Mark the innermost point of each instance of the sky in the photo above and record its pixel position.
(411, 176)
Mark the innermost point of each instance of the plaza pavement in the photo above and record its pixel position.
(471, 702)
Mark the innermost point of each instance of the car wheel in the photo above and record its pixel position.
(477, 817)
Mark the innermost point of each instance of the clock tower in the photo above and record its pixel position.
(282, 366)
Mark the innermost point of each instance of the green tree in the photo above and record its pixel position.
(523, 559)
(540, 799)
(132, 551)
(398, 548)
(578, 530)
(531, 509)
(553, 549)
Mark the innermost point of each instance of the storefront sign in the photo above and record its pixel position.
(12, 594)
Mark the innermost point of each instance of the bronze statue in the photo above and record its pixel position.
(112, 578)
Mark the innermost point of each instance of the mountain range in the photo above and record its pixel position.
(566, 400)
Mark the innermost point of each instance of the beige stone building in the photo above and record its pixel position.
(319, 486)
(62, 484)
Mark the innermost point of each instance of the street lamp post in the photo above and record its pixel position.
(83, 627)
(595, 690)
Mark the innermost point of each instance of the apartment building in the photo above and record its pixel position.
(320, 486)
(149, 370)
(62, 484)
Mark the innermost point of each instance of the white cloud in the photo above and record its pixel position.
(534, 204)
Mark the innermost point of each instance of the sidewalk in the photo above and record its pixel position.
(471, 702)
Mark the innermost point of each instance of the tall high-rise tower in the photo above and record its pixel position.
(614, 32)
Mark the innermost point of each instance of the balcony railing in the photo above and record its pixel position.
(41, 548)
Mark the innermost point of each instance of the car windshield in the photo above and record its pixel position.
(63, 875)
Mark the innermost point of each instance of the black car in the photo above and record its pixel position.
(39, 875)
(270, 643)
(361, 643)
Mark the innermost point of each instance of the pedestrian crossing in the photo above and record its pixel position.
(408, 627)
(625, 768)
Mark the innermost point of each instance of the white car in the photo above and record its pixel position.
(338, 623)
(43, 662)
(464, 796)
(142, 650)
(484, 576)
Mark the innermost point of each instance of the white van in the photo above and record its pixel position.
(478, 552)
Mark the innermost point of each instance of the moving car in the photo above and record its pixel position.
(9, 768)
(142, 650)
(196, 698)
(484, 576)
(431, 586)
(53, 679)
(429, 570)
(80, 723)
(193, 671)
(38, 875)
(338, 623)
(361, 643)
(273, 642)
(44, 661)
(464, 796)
▬▬▬▬▬▬▬▬▬▬
* TASK BRIEF *
Reproduce all of the material verbatim.

* EXERCISE ANSWER *
Mark the innermost point of each instance of the sky in the photo above and record its pixel position.
(411, 176)
Mark the innermost point of each instance of the plaza pavement in the photo above and record its pixel position.
(471, 702)
Mark the innermost point of each instance of the car wheel in the photo above and record its pixel position.
(477, 817)
Mark the innermost point of each instance of the clock tower in the photo above and record its pixel position.
(282, 366)
Mark the innermost point of each instance of the green tree in the photo above and record its pixel position.
(523, 559)
(540, 799)
(132, 551)
(398, 548)
(578, 530)
(531, 509)
(553, 549)
Mark the innermost point of each instance of the storefront sign in the photo above and record its pixel position.
(12, 594)
Mark the innermost point of each instance of the bronze statue in the photo above and record its pixel position.
(112, 578)
Mark the innermost point of each instance of the mountain range in the photo above and record its pixel position.
(566, 400)
Mark the innermost point of each instance of the beige stone building in the photo above and record its pixel position.
(319, 486)
(62, 484)
Mark the innermost point of each instance of the street lamp post in the photo above and record its pixel position.
(83, 627)
(595, 690)
Mark the innermost point of each instance of the apartment building in the photo above and record its pixel position.
(320, 486)
(149, 370)
(62, 484)
Mark the innermost point of each instance of the white cloud in the photo above and record its pixel position.
(534, 204)
Mark the innermost point of each instance of the sidewalk in the photo above and record its pixel position.
(471, 702)
Mark the innermost point of each instance of the tall high-rise tower in the photo above and record its pixel position.
(614, 32)
Mark the innermost point of each instance of the balcony railing in the photo above and record its pixel position.
(41, 548)
Mark the innermost point of each instance of the car windshield in the photo above and record its pixel position.
(63, 875)
Mark the innermost point of each instance of the black car in the photo above and record its pixel position.
(39, 875)
(270, 643)
(361, 643)
Mark the innermost point of each instance of the pedestrian crossing in the photo above and record its pixel position.
(408, 627)
(625, 768)
Mark the innermost point of each instance of the white car in the photo above and record its pixel position.
(338, 623)
(43, 662)
(464, 796)
(142, 650)
(484, 576)
Mark the innermost point of each instance of the white van in the photo above and record its pixel position.
(478, 552)
Mark the innermost point of each instance of the moving car in the photo above and record its pixel position.
(9, 768)
(142, 650)
(196, 698)
(484, 576)
(431, 586)
(53, 679)
(429, 570)
(80, 723)
(193, 671)
(38, 875)
(338, 623)
(361, 643)
(273, 642)
(44, 661)
(464, 796)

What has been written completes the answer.